REQUIRED WORK: Gather all lines in the data that hold the string "blue".

Records drawn from a dataset

=-=-=

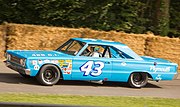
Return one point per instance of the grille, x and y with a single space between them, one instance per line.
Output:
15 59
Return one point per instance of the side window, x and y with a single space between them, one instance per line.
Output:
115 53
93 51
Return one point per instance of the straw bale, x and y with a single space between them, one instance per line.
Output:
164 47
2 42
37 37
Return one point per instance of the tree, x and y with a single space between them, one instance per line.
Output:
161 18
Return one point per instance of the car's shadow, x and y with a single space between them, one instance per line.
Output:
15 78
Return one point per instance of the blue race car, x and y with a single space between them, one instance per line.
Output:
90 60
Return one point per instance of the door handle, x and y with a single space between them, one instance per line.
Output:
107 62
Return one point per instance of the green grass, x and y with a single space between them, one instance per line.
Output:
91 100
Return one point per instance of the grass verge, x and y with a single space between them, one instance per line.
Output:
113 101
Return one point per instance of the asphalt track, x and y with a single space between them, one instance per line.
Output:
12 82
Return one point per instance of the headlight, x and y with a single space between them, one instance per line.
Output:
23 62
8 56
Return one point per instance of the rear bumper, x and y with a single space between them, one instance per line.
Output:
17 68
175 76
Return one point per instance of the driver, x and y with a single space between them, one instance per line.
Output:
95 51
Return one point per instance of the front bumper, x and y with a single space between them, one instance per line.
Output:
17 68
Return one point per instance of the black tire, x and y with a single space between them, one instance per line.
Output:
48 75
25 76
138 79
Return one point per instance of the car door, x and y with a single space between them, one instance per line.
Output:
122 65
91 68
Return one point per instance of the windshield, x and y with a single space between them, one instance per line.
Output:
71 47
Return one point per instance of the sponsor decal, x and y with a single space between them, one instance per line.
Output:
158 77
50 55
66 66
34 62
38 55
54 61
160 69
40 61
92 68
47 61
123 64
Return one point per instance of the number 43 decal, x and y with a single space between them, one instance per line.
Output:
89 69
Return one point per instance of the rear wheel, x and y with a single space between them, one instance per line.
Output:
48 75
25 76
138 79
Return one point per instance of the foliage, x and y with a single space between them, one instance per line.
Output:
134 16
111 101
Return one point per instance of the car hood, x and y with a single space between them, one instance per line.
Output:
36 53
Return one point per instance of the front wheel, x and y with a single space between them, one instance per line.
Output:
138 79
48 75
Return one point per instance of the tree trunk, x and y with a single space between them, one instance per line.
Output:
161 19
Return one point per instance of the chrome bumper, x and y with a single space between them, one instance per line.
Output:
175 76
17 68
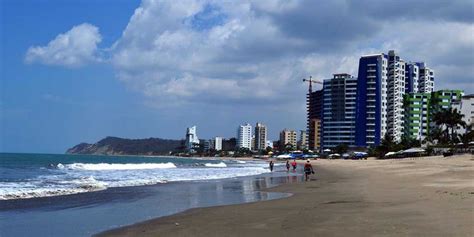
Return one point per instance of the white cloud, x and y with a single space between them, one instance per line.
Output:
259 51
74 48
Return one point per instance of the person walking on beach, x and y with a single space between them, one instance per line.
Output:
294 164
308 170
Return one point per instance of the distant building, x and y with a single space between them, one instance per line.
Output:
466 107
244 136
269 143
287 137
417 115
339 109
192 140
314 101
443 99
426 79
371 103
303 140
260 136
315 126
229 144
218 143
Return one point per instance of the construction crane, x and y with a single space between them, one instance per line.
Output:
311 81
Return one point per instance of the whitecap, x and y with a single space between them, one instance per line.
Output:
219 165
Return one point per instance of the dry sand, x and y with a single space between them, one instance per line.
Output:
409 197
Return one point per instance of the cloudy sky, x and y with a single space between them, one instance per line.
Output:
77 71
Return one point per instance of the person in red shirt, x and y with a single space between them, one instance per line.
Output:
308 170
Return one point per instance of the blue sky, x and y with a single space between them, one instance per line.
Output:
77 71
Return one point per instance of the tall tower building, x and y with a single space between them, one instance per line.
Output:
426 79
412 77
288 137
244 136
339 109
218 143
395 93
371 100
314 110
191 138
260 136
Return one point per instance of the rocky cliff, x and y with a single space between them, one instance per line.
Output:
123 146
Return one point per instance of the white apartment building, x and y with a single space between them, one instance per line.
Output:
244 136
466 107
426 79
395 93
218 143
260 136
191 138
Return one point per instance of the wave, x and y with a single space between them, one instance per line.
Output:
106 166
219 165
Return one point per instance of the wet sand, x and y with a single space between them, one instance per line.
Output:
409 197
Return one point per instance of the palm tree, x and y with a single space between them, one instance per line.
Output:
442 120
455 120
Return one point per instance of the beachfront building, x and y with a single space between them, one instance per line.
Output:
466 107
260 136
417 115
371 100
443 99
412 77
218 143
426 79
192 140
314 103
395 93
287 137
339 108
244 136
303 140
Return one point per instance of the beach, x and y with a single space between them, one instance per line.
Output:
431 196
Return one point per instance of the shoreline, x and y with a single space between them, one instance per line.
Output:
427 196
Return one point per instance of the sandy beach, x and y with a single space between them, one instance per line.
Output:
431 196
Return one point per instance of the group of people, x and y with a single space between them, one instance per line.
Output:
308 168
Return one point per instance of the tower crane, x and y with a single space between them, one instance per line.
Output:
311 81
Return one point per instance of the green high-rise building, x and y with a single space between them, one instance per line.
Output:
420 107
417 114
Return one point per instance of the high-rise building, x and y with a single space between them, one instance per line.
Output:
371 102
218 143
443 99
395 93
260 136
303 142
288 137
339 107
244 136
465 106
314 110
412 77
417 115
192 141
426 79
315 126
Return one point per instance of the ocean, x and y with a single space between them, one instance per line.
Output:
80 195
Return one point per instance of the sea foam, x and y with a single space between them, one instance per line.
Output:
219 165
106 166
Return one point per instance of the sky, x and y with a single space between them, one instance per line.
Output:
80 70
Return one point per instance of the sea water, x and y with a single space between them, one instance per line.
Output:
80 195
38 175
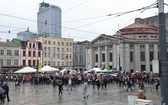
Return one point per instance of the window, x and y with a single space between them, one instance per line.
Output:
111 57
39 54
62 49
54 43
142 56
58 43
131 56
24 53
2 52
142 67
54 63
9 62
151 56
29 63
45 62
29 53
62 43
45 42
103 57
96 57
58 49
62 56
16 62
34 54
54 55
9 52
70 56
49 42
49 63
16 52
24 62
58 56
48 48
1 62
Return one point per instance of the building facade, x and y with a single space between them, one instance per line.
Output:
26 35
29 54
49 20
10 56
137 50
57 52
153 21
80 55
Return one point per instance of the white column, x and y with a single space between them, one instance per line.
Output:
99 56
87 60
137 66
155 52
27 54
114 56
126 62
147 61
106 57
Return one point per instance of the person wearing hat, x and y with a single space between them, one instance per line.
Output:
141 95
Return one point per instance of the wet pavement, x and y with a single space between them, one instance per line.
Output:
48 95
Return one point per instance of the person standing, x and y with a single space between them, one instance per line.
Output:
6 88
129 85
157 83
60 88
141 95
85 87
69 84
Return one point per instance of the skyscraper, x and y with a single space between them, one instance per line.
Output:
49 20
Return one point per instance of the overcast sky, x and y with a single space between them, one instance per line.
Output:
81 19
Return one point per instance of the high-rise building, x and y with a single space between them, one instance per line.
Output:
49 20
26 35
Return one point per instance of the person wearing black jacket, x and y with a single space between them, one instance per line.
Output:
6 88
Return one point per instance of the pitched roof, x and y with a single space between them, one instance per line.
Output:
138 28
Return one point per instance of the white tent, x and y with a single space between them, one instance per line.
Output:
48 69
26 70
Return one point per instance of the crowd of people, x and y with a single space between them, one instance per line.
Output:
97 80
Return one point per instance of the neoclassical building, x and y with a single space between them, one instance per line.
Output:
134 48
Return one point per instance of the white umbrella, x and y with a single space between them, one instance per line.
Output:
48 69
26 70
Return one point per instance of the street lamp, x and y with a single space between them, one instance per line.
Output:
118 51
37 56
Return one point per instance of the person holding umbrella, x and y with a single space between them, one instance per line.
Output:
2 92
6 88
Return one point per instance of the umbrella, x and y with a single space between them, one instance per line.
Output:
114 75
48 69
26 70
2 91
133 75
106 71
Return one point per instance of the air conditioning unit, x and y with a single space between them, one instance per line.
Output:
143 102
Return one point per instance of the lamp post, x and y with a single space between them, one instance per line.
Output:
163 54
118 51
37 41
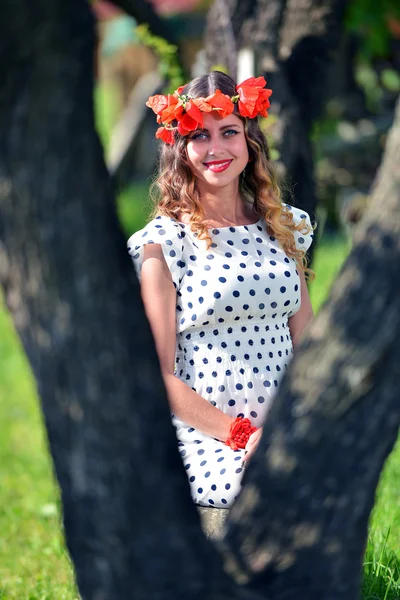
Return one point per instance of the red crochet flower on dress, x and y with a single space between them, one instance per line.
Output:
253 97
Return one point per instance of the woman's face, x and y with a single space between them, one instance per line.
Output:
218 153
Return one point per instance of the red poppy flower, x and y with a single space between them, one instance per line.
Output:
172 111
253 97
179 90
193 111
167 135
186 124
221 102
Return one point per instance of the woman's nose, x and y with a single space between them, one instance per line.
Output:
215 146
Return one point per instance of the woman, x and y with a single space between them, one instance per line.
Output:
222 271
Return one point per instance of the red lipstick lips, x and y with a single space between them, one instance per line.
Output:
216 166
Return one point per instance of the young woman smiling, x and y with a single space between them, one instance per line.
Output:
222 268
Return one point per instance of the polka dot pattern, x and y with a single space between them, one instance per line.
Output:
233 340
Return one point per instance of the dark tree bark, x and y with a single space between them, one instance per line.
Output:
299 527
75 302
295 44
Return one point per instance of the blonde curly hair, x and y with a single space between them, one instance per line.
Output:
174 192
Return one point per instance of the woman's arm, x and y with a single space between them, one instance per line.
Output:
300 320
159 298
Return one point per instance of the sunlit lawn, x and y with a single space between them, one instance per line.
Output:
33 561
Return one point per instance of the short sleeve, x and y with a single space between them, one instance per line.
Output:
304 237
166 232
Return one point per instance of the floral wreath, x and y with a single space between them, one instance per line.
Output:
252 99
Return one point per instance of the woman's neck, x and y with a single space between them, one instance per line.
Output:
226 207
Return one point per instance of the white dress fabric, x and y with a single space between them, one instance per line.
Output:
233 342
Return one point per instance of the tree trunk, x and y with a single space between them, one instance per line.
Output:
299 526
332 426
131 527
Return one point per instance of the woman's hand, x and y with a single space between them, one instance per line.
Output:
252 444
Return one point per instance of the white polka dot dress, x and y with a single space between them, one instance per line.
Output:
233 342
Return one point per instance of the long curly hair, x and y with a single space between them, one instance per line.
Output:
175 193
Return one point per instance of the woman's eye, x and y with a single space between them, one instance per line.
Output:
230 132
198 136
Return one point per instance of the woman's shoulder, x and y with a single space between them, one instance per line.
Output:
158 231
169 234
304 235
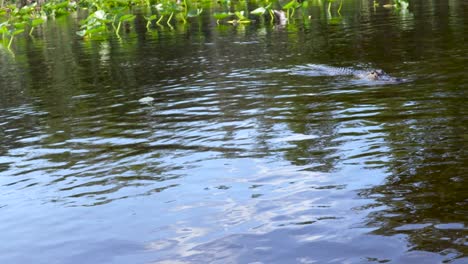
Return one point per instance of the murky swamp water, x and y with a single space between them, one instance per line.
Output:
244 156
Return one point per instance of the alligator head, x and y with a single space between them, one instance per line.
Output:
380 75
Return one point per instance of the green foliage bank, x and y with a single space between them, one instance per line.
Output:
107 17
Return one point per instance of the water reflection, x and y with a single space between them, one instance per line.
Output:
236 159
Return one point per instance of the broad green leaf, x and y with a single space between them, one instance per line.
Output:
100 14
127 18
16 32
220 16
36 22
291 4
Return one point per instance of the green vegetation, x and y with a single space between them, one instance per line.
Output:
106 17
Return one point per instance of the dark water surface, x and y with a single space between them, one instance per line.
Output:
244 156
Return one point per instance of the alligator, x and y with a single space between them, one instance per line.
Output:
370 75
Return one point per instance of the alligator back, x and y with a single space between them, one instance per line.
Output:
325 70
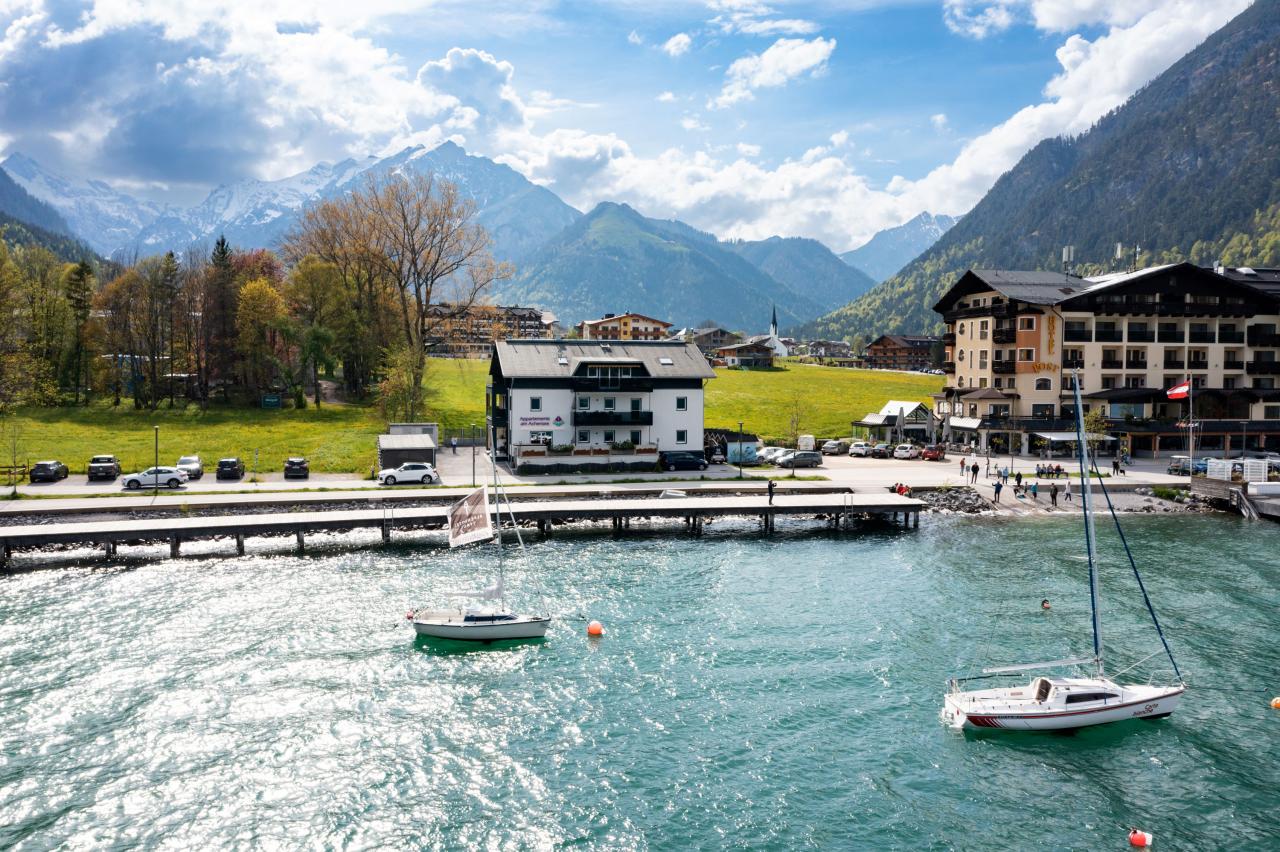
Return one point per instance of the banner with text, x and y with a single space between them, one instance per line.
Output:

=-=-=

FINISHED EXERCISE:
Return one point per instance of the blue race car, x and y with a single space between them, one instance per line.
Return one point per instance of the blue sky, x and y with a single space between them, one instance per line.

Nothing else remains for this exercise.